→ **Record excerpts**
BEGIN
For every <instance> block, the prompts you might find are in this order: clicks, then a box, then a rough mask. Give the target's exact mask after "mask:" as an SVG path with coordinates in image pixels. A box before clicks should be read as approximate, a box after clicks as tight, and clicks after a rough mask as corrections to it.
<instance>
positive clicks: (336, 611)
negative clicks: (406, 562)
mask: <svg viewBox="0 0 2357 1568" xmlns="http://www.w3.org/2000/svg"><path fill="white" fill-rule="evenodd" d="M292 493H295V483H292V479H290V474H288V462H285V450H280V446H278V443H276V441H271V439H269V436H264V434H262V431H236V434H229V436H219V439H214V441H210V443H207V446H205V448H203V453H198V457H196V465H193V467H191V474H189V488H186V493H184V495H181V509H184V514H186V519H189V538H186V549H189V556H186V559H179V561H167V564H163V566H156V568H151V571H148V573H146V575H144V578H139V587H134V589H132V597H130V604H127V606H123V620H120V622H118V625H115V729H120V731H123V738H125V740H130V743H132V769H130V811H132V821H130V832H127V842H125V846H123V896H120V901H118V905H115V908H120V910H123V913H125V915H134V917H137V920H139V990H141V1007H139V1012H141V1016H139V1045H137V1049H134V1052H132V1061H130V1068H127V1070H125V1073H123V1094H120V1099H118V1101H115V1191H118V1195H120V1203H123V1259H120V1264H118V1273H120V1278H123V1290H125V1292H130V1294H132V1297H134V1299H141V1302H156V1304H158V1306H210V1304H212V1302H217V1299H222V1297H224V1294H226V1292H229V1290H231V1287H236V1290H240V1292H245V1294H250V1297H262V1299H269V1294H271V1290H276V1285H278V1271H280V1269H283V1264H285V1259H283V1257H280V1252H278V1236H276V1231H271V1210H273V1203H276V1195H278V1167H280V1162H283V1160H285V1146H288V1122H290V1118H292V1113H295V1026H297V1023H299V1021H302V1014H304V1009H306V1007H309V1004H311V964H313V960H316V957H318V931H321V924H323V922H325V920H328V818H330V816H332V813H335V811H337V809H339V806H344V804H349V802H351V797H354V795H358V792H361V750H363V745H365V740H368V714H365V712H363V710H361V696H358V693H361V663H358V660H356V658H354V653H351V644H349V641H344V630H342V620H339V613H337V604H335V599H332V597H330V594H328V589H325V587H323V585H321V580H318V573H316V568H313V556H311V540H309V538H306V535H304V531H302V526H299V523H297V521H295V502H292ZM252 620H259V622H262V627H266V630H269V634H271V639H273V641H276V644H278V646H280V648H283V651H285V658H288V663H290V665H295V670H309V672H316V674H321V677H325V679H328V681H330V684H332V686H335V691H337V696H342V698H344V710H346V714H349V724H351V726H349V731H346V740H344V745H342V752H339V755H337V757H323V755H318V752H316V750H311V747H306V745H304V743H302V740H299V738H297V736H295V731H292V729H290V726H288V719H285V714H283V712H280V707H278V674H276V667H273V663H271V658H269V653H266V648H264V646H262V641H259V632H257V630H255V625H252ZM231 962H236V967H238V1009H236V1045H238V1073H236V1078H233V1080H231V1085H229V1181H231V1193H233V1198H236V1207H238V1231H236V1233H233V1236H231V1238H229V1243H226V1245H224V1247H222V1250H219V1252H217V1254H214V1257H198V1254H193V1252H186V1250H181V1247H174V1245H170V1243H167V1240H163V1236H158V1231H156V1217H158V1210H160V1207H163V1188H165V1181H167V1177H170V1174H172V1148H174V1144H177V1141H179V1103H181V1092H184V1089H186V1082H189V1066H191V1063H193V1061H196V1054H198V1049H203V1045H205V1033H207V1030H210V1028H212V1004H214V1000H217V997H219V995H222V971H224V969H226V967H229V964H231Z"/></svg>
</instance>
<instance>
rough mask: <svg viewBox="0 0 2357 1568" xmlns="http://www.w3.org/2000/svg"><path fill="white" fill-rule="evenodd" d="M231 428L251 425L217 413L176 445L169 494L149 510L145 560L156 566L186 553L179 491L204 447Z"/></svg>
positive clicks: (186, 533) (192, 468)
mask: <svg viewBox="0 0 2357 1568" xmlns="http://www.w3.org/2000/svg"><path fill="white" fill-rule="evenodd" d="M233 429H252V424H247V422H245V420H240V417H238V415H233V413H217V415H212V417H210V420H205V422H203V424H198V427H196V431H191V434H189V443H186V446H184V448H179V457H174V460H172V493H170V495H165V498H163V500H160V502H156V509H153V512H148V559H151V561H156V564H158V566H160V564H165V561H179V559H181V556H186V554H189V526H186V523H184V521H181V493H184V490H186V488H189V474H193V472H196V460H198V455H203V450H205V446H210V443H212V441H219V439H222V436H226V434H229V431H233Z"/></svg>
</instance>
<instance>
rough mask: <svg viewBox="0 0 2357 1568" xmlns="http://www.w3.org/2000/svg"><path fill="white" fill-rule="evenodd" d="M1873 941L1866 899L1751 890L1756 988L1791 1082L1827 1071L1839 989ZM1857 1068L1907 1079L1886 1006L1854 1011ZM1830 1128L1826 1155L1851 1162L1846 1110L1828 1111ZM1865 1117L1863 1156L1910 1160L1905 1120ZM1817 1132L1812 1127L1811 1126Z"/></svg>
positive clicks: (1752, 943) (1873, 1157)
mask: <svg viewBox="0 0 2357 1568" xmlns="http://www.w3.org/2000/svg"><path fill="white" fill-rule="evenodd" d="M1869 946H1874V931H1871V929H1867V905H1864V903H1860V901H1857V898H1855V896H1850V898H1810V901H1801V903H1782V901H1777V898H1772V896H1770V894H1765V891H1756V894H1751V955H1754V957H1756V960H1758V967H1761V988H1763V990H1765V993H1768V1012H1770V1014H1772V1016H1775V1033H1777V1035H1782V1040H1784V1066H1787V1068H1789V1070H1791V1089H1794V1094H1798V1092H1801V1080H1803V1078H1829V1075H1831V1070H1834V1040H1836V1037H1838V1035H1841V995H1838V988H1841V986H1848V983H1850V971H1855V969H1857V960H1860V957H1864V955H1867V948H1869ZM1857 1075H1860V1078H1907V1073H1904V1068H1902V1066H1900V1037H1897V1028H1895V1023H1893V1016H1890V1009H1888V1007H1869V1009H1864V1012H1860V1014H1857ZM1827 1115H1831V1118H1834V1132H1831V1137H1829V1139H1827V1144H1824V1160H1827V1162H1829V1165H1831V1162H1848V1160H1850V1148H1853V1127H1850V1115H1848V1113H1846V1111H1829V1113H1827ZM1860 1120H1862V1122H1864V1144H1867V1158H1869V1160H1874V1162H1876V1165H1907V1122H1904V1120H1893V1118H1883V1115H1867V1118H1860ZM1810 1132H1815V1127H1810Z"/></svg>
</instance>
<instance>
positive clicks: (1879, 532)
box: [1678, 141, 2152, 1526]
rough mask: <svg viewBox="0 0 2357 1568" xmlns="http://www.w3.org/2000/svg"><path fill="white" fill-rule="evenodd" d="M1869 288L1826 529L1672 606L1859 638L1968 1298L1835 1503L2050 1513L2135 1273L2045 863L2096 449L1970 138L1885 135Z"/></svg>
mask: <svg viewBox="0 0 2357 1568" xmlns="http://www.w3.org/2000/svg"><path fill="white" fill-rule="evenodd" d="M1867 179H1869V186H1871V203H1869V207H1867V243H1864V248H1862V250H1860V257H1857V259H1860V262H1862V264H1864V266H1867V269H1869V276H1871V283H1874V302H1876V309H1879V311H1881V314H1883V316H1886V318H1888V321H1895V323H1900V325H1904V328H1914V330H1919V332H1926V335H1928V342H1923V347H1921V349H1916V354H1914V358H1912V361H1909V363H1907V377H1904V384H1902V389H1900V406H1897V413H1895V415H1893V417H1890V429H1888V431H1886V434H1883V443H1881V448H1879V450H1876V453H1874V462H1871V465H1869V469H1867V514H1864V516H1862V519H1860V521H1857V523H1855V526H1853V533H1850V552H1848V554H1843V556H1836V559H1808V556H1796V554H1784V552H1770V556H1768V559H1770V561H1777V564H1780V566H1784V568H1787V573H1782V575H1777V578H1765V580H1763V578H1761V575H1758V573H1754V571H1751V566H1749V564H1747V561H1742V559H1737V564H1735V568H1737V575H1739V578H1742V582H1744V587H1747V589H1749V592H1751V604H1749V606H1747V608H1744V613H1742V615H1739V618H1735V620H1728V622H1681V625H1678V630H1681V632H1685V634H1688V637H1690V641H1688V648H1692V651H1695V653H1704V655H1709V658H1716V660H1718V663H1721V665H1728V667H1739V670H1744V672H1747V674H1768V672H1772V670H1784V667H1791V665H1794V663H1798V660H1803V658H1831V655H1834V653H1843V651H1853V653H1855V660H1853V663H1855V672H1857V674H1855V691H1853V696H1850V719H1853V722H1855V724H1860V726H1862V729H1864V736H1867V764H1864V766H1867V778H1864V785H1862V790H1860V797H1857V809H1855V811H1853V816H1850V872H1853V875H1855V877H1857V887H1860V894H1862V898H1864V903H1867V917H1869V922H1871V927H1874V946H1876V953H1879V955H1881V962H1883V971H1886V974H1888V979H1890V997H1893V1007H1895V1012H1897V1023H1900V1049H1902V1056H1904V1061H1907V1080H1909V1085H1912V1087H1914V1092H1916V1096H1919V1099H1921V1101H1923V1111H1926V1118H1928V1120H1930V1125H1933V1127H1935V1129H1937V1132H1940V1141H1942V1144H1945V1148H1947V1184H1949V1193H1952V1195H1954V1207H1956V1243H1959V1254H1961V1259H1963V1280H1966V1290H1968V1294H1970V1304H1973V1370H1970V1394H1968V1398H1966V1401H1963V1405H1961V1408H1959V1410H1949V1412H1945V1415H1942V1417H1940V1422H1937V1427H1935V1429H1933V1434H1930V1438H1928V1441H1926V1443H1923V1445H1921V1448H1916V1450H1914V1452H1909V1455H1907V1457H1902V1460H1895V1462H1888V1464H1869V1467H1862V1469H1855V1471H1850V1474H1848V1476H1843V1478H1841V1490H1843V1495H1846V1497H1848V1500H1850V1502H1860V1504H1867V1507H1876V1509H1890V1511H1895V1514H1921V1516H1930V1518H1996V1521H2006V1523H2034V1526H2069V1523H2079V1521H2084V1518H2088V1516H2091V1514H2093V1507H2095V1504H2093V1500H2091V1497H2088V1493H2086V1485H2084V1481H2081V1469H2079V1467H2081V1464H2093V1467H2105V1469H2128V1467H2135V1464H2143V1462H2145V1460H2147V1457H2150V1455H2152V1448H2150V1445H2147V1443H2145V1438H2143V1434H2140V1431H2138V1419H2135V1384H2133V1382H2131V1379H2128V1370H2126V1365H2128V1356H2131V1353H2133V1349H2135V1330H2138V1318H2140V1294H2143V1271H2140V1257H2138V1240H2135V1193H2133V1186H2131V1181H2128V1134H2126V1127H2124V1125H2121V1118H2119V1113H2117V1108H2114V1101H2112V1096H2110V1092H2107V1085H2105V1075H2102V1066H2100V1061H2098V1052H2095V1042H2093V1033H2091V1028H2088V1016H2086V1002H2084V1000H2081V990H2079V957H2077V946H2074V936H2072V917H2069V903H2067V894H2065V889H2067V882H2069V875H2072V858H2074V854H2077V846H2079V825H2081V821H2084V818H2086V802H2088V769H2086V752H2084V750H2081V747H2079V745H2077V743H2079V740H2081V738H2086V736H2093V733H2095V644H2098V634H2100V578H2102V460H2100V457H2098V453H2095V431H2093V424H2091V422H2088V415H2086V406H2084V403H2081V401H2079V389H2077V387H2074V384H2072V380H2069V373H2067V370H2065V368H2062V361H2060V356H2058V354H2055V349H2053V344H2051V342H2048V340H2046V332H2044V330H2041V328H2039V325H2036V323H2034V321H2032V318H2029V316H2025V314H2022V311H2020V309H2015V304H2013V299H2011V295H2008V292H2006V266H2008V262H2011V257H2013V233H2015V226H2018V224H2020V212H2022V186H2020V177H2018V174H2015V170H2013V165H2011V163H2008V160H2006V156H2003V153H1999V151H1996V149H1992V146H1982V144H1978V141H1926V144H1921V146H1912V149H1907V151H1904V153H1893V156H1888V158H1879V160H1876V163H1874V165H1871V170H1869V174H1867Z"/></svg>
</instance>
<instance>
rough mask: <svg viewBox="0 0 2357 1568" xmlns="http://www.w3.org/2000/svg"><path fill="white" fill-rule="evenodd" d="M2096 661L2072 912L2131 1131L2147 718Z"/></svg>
END
Restate word for word the entries above from the line with "positive clicks: (186, 533) (192, 468)" through the line with "941L1866 899L1751 890L1756", inclusive, leaving out everything else.

→ **Answer box**
positive clicks: (186, 533) (192, 468)
mask: <svg viewBox="0 0 2357 1568" xmlns="http://www.w3.org/2000/svg"><path fill="white" fill-rule="evenodd" d="M233 429H252V424H247V422H245V420H240V417H238V415H233V413H217V415H212V417H210V420H205V422H203V424H198V427H196V431H191V434H189V443H186V446H184V448H179V457H174V460H172V493H170V495H165V498H163V500H160V502H156V509H153V512H148V559H151V561H156V564H158V566H160V564H165V561H179V559H181V556H186V554H189V526H186V523H184V521H181V493H184V490H186V488H189V474H193V472H196V460H198V455H203V450H205V446H210V443H212V441H219V439H222V436H226V434H229V431H233Z"/></svg>
</instance>
<instance>
rough mask: <svg viewBox="0 0 2357 1568" xmlns="http://www.w3.org/2000/svg"><path fill="white" fill-rule="evenodd" d="M1873 941L1866 899L1751 890L1756 988L1791 1082L1827 1071L1839 989ZM1857 1068L1907 1079L1886 1006L1854 1011ZM1830 1128L1826 1155L1851 1162L1846 1110L1828 1111ZM1865 1117L1863 1156L1910 1160L1905 1120ZM1817 1132L1812 1127L1811 1126Z"/></svg>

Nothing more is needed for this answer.